(begin)

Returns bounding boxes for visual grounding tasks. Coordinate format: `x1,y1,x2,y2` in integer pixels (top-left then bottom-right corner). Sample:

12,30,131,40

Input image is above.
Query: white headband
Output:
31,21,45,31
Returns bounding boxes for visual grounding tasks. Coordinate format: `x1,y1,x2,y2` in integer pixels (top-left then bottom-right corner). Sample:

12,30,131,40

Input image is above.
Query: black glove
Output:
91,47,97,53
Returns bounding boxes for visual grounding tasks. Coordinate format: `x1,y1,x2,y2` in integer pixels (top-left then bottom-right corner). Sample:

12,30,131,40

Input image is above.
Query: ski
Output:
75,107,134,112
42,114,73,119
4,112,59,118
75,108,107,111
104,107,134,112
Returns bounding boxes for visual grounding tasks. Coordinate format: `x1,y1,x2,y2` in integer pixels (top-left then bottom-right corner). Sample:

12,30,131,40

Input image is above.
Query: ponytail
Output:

(end)

*REQUIRED WORK:*
Can you pull out the lines above word for word, starting at the very first one and ending at the line containing "31,21,45,31", including that line?

*THE SOLUTION:*
Returns bounding boxes for visual grounding tasks. Coordinate format: `x1,y1,x2,y2` in integer pixels (top-left then bottom-right corner). Sample:

12,30,131,40

Input image is above.
Query: white headband
Output:
31,21,45,31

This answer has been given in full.